Problem to work on ▸
A verbatim copy of the lines from the one with "Task: Could you identify the blue soap" through the final line below is required; print it and nothing else.

Point-per-instance localization data:
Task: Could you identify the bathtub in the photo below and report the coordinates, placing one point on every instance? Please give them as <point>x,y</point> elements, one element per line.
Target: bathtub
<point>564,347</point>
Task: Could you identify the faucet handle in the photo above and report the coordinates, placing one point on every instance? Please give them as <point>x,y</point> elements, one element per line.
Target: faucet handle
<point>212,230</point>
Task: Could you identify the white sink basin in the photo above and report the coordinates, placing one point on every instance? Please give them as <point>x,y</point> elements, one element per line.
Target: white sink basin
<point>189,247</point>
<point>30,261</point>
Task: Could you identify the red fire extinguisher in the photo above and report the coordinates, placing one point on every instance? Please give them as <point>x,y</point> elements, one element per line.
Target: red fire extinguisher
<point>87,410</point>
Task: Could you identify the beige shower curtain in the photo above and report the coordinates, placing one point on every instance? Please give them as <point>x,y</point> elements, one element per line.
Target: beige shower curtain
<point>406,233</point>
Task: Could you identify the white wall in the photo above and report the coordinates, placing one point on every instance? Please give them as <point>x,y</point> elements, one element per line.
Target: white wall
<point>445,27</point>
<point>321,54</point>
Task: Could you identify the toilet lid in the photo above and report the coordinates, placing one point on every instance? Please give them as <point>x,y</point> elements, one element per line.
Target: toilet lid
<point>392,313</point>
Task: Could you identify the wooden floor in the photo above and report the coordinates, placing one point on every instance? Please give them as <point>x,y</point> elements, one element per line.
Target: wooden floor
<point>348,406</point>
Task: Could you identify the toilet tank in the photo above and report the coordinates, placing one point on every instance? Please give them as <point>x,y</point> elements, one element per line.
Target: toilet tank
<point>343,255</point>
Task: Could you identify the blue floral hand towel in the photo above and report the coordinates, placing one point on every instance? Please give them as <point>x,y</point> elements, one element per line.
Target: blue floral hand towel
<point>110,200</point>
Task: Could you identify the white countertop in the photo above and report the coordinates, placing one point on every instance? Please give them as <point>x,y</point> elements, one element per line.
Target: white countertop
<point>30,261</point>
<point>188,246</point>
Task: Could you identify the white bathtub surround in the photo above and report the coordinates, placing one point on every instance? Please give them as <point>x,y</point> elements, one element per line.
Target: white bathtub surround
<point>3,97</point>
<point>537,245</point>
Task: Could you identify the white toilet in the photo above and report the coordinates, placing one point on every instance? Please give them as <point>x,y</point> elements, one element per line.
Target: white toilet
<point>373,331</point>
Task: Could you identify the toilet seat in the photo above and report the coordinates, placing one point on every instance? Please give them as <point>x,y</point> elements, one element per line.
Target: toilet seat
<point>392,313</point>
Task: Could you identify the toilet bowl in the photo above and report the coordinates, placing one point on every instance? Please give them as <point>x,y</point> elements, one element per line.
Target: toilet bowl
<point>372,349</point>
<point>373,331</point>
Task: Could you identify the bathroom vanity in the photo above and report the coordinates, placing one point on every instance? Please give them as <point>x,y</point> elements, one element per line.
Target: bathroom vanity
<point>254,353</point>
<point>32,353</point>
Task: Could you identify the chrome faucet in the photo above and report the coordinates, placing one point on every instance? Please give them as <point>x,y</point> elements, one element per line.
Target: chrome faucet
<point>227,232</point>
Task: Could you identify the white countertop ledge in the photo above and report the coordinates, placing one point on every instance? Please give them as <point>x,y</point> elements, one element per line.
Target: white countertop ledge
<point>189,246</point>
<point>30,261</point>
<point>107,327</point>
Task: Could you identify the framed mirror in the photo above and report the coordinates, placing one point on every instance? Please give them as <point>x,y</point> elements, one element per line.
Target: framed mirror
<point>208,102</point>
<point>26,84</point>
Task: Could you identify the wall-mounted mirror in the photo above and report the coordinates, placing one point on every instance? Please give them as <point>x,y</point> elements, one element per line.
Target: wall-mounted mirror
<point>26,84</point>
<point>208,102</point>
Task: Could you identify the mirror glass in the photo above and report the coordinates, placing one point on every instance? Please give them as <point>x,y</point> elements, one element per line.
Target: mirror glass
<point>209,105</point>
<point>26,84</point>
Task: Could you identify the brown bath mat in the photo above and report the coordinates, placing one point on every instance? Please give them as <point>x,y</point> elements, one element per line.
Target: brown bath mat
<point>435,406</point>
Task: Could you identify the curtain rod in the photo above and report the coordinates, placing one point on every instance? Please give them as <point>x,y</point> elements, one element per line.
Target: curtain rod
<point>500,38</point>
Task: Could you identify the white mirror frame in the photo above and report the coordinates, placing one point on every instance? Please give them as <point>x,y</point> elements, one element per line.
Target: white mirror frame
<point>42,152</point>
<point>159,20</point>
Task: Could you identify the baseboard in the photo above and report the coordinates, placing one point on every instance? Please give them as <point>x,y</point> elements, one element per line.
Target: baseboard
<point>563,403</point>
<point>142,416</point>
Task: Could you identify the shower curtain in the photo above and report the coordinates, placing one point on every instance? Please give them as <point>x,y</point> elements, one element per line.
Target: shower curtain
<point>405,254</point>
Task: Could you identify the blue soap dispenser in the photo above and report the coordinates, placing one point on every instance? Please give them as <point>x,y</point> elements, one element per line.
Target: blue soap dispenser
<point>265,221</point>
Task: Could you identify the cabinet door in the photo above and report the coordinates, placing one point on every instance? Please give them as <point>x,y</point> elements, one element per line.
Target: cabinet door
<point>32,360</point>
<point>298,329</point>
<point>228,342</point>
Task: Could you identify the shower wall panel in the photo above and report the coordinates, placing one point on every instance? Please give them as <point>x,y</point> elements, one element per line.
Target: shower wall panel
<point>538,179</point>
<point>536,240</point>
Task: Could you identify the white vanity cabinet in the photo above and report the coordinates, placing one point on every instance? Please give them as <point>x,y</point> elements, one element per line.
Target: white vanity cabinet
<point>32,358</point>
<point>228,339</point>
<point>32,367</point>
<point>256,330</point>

Solution for this problem ▸
Task: Could you identify the blue soap dispenser in the photo above and report the coordinates, placing one point on every instance? Please give them as <point>x,y</point> elements, one element per line.
Target: blue soap dispenser
<point>265,221</point>
Task: Could you identify the cabinet door in the photo above and report the coordinates, placing one point on every instance? Please give them as <point>x,y</point> elements, one element per line.
Target: cabinet door
<point>32,360</point>
<point>298,329</point>
<point>228,342</point>
Task: Could you identify the shower wall panel in the photo above and report the coordinates, placing one point on every instance? Please give them as <point>x,y</point> elements, one element per line.
Target: shower wall panel
<point>538,179</point>
<point>536,240</point>
Task: Could you identify the white vanity cabinet in the photo above and report the coordinates, placing one point on every instance? Please give them as <point>x,y</point> elements, one element per line.
Target: white vanity cabinet
<point>32,358</point>
<point>228,339</point>
<point>32,367</point>
<point>256,330</point>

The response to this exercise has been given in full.